Copy out every line of the entries below, requests included, and shift each answer coordinate by adding 88 to both of its numbers.

● **DATA EXTRACT**

::::

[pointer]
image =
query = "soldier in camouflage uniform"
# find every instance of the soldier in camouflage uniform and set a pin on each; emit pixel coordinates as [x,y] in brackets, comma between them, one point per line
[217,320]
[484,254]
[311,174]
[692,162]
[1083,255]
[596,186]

::::

● **CORRECT OUTPUT**
[pointer]
image =
query = "soldier in camouflage uniform"
# find every instance of the soldier in camouflage uniform and set a pin on each; emit pixel coordinates as [x,y] in brackets, comma between them, one point per line
[305,408]
[572,342]
[399,262]
[780,250]
[1171,343]
[684,274]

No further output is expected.